**TASK LIST**
(a) What university did Bear study chemistry at, according to the Owsley Stanley passage?
(b) Please continue the Owsley Stanley passage from its last sentence onward.

**PROVIDED PASSAGE**
-=-=-=-=-

Owsley Stanley: The Story of Bear
Owsley Stanley, commonly known as “Bear,” is a legendary figure who connects fashion culture, music and nutrition. Most people know Bear as the sound engineer for the Grateful Dead, a pioneer in LSD production and an icon of the 1960s counterculture movement.
Fewer people, however, know about his radical approach to nutrition and the role he played in popularizing something reminiscent of today's carnivore diett.
Early life and radical ideas
Born Augustus Owsley Stanley III in 1935, Bear grew up in an unconventional and intellectual environment. As the grandson of a Kentucky governor and senator, his life could have followed a traditional political course. Instead, Bear took a very different path. He studied chemistry at the University of Virginia, but dropped out and channeled his vast intelligence into unconventional fields like audio engineering and psychopharmacology.
Bear always had a penchant for challenging established norms, and this also applied to his views on diet.
Back in the 1950s, long before terms like “paleo,” “keto,” or “carnivore” became popular, Bear began delving deeply into research into human nutrition. Inspired by anthropological studies, historical texts, and his own experiments, he came to believe that humans are biologically adapted to a diet consisting exclusively of animal products.
The invention of the carnivore diet
Although Bear didn't "invent" the carnivore diet - after all, humans have been living on meat-based diets for thousands of years - he was one of the first in modern times who preached the benefits of a diet consisting exclusively of meat, fat and animal products.

-=-=-=-=-

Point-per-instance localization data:
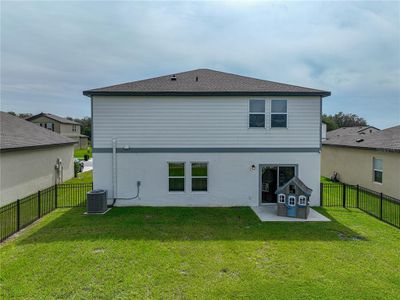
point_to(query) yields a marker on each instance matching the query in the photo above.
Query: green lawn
(212, 253)
(79, 153)
(86, 177)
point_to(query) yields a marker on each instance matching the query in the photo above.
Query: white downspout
(114, 168)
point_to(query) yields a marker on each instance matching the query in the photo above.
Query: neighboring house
(366, 156)
(62, 126)
(205, 138)
(28, 158)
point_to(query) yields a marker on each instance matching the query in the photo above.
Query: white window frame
(278, 113)
(294, 200)
(191, 176)
(257, 113)
(177, 177)
(377, 170)
(302, 200)
(281, 198)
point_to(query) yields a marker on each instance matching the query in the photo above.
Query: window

-=-=-=-=-

**SOLVED PROBLEMS**
(a) The University of Virginia.

(b)
Inspired by works such as Vilhjalmur Stefanssons Fat of the Land, Bear became very interested in the Inuit and other indigenous peoples who lived healthily on diets rich in animal fat and protein.
Stefansson, an Arctic explorer, had lived among the Inuit and documented their dependence on meat and fat, which they ate without vegetables, fruit, or grains.
Bear embraced these principles and began eating an entirely meat-based diet himself, avoiding all plant-based foods, sugar, and carbohydrates, which he believed were unnecessary and even harmful.
For Bear, this wasn't just a dietary preference—it was a deeply held belief about human evolution and physiology. He argued that humans, as apex predators, evolved to thrive on meat from animals, where fat was the most optimal source of energy.
Bear's personal diet
Bear's diet consisted of premium steaks, lamb, liver, eggs, and raw animal fat, combined with some dairy products.
He avoided all processed foods, vegetables, and fruits.
He believed that carbohydrates were addictive and inflammatory, and that plants contained harmful substances such as antinutrients and toxins.
His diet was extremely high in saturated fat and cholesterol, which was in stark contrast to the dominant low-fat guidelines of the 1960s and 70s.
What was unique about Bear was his willingness to test his theories on himself and his uncompromising commitment to what he saw as nutritional truth.
He claimed that the diet gave him unparalleled energy, mental clarity, and physical health.
Bear and the Grateful Dead
Bear's influence was not limited to nutrition; his charismatic personality and pioneering work in sound technology left a lasting mark on music history.
As the Grateful Dead's sound engineer, Bear created their legendary "Wall of Sound," one of the most sophisticated sound systems of the time. He also produced some of the purest LSD of the 1960s, becoming a central figure in the psychedelic counterculture.
Although Bear did not actively preach his dietary ideas within the Grateful Dead circle, his unusual eating habits were well known.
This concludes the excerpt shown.